▶ _Document text_:
+ + + + + + +

Glioma-Associated Oncogene Homologue 3, a Hedgehog Transcription Factor, Contributes to the Classical Hodgkin Lymphoma Microenvironment through the Modulation of a Subset of Inflammatory Chemokines and Cytokines
Khaled Alayed, Kranthi Kunkalla, Changju Qu, Zaher Chakhachiro, L Jeffrey Medeiros, Rajesh Singh, Francisco Vega. MD Anderson Cancer Center, Houston
Background: Glioma associated oncogene homologue 3 (GLI-3), a hedgehog (HH) transcription factor, is consistently and strongly expressed in Hodgkin and Reed-Sternberg cells of classical Hodgkin lymphoma (CHL) but is rarely expressed in other B- or T-cell lymphomas (Hum Pathol, 2011). The function of GLI-3 in CHL is unknown. However, Theodorides et al described GLI-3 expression in stromal thymic cells and proposed that GLI-3 regulates proliferation and differentiation of thymocytes (Blood 2005, 106:1296-1304). Here, we investigated the potential contribution of GLI-3 to the inflammatory microenvironment of CHL.

+ + + + + + +

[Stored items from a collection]
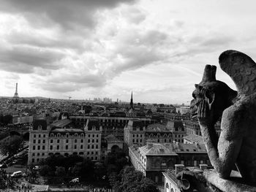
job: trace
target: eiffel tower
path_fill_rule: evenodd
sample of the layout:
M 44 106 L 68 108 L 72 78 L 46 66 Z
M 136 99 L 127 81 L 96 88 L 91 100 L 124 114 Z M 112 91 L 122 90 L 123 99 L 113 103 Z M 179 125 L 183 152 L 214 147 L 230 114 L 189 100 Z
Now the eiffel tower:
M 13 99 L 16 100 L 18 99 L 19 96 L 18 94 L 18 83 L 16 82 L 16 91 L 15 91 L 15 93 L 14 93 L 14 96 L 13 96 Z

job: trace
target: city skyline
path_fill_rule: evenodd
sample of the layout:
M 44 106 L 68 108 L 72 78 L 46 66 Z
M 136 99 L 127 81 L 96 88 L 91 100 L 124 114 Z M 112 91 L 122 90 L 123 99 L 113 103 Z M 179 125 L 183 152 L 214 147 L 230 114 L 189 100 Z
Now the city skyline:
M 1 96 L 187 104 L 206 64 L 256 58 L 255 2 L 0 0 Z

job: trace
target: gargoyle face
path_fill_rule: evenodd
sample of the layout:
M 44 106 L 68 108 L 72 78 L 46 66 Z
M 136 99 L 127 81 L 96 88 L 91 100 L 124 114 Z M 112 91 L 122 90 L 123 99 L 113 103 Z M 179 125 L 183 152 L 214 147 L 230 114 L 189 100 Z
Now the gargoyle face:
M 195 90 L 192 93 L 193 99 L 190 102 L 190 109 L 192 112 L 192 118 L 195 118 L 197 115 L 197 108 L 200 104 L 206 100 L 209 104 L 210 110 L 214 105 L 215 93 L 214 93 L 214 82 L 209 82 L 201 85 L 195 84 Z

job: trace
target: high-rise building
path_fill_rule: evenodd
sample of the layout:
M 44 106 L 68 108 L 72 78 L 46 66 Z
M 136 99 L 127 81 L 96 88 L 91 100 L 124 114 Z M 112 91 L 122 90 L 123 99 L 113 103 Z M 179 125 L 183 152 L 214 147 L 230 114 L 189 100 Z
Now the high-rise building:
M 14 93 L 13 99 L 17 100 L 18 99 L 19 99 L 19 96 L 18 94 L 18 83 L 16 82 L 16 91 L 15 91 L 15 93 Z

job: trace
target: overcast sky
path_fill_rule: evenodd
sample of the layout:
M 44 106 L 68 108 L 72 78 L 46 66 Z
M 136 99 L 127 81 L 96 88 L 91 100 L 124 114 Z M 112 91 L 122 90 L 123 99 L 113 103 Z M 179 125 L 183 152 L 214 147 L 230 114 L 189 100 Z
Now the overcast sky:
M 255 1 L 0 0 L 0 90 L 12 96 L 185 103 L 228 49 L 256 60 Z M 219 69 L 218 80 L 235 88 Z

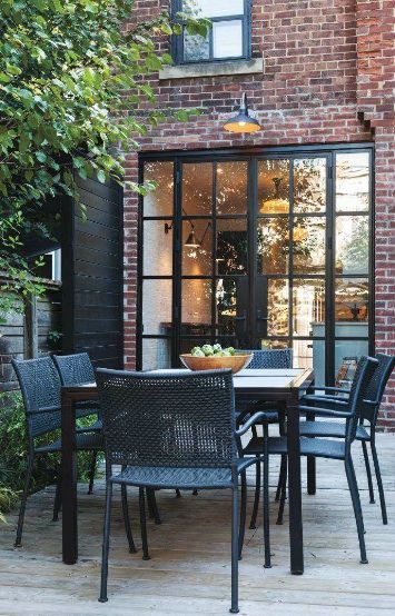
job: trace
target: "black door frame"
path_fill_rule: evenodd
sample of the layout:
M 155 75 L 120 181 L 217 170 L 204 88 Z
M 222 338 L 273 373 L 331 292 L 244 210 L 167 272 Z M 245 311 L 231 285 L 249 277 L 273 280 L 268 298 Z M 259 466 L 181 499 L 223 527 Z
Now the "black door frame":
M 327 212 L 326 212 L 326 301 L 325 301 L 325 369 L 326 369 L 326 382 L 332 384 L 334 380 L 334 364 L 335 364 L 335 319 L 334 319 L 334 297 L 335 297 L 335 186 L 336 168 L 334 165 L 336 152 L 357 152 L 367 151 L 371 160 L 371 186 L 369 186 L 369 262 L 368 262 L 368 352 L 374 354 L 374 143 L 372 142 L 358 142 L 358 143 L 333 143 L 333 145 L 312 145 L 312 146 L 284 146 L 284 147 L 266 147 L 266 148 L 245 148 L 245 149 L 213 149 L 213 150 L 174 150 L 165 152 L 142 152 L 139 156 L 139 182 L 144 181 L 144 165 L 146 161 L 159 161 L 169 160 L 174 161 L 174 270 L 172 270 L 172 322 L 175 324 L 172 331 L 171 344 L 171 361 L 174 366 L 178 365 L 178 349 L 180 344 L 180 306 L 177 298 L 180 298 L 180 250 L 181 250 L 181 187 L 182 187 L 182 162 L 218 162 L 229 160 L 245 160 L 248 162 L 248 203 L 254 206 L 253 216 L 247 215 L 247 234 L 249 242 L 253 241 L 256 246 L 257 234 L 257 165 L 259 159 L 265 158 L 284 158 L 289 157 L 290 160 L 300 157 L 326 157 L 327 158 Z M 214 173 L 214 177 L 216 173 Z M 290 178 L 293 173 L 290 172 Z M 213 182 L 213 192 L 215 192 L 216 186 Z M 293 199 L 294 191 L 289 187 L 289 195 Z M 353 213 L 353 212 L 349 212 Z M 162 219 L 162 217 L 150 217 L 151 219 Z M 199 218 L 194 216 L 192 218 Z M 142 197 L 139 197 L 139 213 L 138 213 L 138 268 L 137 268 L 137 334 L 136 334 L 136 367 L 141 369 L 142 366 L 142 339 L 144 338 L 160 338 L 157 335 L 144 335 L 142 332 Z M 249 278 L 255 280 L 256 278 L 256 259 L 255 251 L 249 250 L 248 271 Z M 289 264 L 290 279 L 294 276 L 292 271 L 292 262 Z M 349 276 L 349 275 L 348 275 Z M 345 278 L 347 275 L 344 276 Z M 211 276 L 213 278 L 213 276 Z M 322 278 L 318 275 L 316 278 Z M 253 310 L 256 310 L 256 285 L 249 285 L 249 326 L 253 332 L 254 339 L 256 339 L 256 315 L 253 317 Z M 289 285 L 290 289 L 290 285 Z M 290 290 L 289 290 L 290 294 Z M 290 297 L 289 297 L 290 299 Z M 330 299 L 330 300 L 329 300 Z M 289 302 L 292 309 L 292 301 Z M 289 315 L 289 320 L 292 314 Z M 292 321 L 290 321 L 292 322 Z M 280 338 L 280 337 L 277 337 Z M 287 336 L 289 339 L 289 336 Z M 349 337 L 347 340 L 354 338 Z M 361 338 L 355 338 L 361 339 Z

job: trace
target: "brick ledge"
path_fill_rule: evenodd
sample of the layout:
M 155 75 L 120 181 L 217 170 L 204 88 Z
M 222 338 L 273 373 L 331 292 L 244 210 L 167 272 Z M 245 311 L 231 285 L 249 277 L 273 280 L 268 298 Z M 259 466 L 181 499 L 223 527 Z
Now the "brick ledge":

+ + + + + + +

▶ _Task set_:
(A) Answer these from the GLI-3 abstract:
(i) Which institution are the authors affiliated with?
(ii) In which cells of classical Hodgkin lymphoma is GLI-3 consistently and strongly expressed?
(iii) In what cells did Theodorides et al describe GLI-3 expression?
(B) Please carry the GLI-3 abstract forward from its last sentence.

▶ _Activity answers_:
(A)
(i) MD Anderson Cancer Center, Houston
(ii) Hodgkin and Reed-Sternberg cells
(iii) Stromal thymic cells

(B)
Design: We used two EBV negative CHL-derived cell lines, HDLM-2 and L428. These cell lines were transiently transfected in duplicate using a sMARTpool mix of GLI3-specific siRNA and non-specific scrambled siRNA (control). Efficiency of the silencing was confirmed by measurement of GLI-3 mRNA levels by quantitative RT-PCR. Quantitative mRNA expression analysis of 84 inflammatory cytokines and chemokines was performed in duplicate using the human inflammatory cytokines and receptors RT2 profiler™ PCR array (SuperArray Bioscience Corporation, Frederick, MD, USA). Genes with a 2-fold or higher change were considered to be down- or up-regulated.
Results: In the HDLM-2 cell line, 14 genes were reproducibly under-expressed after silencing GLI-3, of which 7 genes (CCL1, CCL13, CCL2, CCL20, CCL24, CCL25 and CCL26) are chemokines and 3 (CCR1, CCR3 and CX3CR1) are chemokine receptors. These chemokines are mainly inflammatory chemotactic factors for T-cells, eosinophils, IgA producing B-cells/plasma cells and monocytes. In the L428 cell line, 8 genes were reproducibly under-expressed after silencing GLI-3, of which 6 genes (CCL18, CCL21, CCL25, CXCL13, CXCL2 and XCR1) are chemokines with a chemotactic role for T-cells, B-cells, IgA producing plasma cells and granulocytes. The chemokines CCL25 and IL1B were consistently down-regulated in both cell lines after silencing GLI-3. Silencing of GLI-3 resulted in no up-regulated genes.
Conclusions: Silencing of GLI-3 in CHL resulted in down-regulation of a subset of inflammatory chemokines and cytokines. These results support a role for GLI-3 in generating or maintaining the inflammatory microenvironment in CHL. The down-regulation of CCL25 and IL1B in both CHL cell lines suggests that these genes may be directly controlled by GLI-3.